Task goal
Copy each of the records below word for word, keeping every line unchanged.

Supplied information
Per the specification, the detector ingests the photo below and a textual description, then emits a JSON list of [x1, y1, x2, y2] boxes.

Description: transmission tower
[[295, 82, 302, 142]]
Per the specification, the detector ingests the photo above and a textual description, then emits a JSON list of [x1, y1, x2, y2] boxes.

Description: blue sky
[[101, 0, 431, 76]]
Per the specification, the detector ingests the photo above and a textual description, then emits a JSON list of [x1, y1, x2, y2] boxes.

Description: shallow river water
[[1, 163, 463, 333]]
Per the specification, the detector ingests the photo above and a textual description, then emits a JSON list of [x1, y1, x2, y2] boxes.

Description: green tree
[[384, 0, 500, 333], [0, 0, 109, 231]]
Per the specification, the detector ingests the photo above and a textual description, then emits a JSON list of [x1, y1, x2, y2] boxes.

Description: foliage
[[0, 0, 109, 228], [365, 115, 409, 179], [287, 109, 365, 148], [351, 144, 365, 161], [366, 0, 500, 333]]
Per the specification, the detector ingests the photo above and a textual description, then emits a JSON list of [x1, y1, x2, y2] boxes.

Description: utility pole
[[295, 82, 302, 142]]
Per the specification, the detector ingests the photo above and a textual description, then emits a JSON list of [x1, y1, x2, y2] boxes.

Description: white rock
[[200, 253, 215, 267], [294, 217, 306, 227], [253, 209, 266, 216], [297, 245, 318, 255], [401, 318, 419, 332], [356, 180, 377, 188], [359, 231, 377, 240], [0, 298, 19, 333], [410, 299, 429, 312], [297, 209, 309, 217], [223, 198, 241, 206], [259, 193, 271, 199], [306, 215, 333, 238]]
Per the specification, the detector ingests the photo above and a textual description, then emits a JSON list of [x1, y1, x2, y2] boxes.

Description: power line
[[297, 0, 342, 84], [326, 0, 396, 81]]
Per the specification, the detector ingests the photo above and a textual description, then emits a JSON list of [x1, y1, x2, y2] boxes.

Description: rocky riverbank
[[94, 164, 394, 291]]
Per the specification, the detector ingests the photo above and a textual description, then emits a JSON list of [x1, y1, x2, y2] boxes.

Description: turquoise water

Response to this task
Per the specification, the detector ingests the photo below and a textual description, then emits a JSON list of [x1, y1, x2, y2] boxes.

Description: transmission tower
[[295, 82, 302, 142]]
Per the specification, the detector ingests the photo above and a textual description, then emits a JSON list of [x1, y1, x2, y2] boxes.

Description: blue sky
[[101, 0, 431, 76]]
Per the specification, the detector ingests the photo above and a textual description, then emits a JSON list of [x1, y1, x2, y2] boxes.

Description: shallow river water
[[1, 163, 463, 333]]
Per the specification, the detector ingests the photo above and a textual description, then emits a JSON list of [x1, y1, x2, y2] boxes.

Description: green tree
[[384, 0, 500, 333], [0, 0, 109, 231]]
Per the specification, the detector ingests the photo above and a textual description, then emits a JSON list of [x1, y1, x2, y2] boxes.

Description: foliage
[[0, 0, 109, 228], [365, 115, 409, 179], [287, 109, 365, 148], [351, 144, 365, 161], [366, 0, 500, 333]]
Per the specification, the detector ingests the photo above and a textual description, then emits a JSON list of [x1, y1, x2, y2] boxes.

Description: utility pole
[[295, 82, 302, 142]]
Per the specification, the detector ingests the photo above and a textual description, then emits a JSON list of [x1, y1, x2, y2] boxes.

Description: white rock
[[200, 253, 215, 267], [294, 217, 306, 227], [253, 209, 266, 216], [297, 245, 318, 255], [401, 318, 419, 332], [356, 180, 377, 188], [359, 231, 377, 240], [0, 298, 19, 333], [410, 299, 429, 312], [297, 209, 309, 217], [223, 198, 241, 206], [259, 193, 271, 199], [306, 215, 333, 238]]
Per the specification, the detector ingests the photo above and a textual description, then emits a JSON list of [x1, y1, x2, y2] boxes.

Description: power line
[[297, 0, 342, 84], [326, 0, 396, 81]]
Per the specification, the detector ingests the photo above and a textual description, then emits a JSON list of [x1, y1, x2, y2] boxes.

Description: rocky riverbank
[[94, 164, 394, 291]]
Per the specification, the detector ingests the photo above and a textual description, then emits a JSON list of [x1, y1, x2, y2] boxes.

Description: turquoise water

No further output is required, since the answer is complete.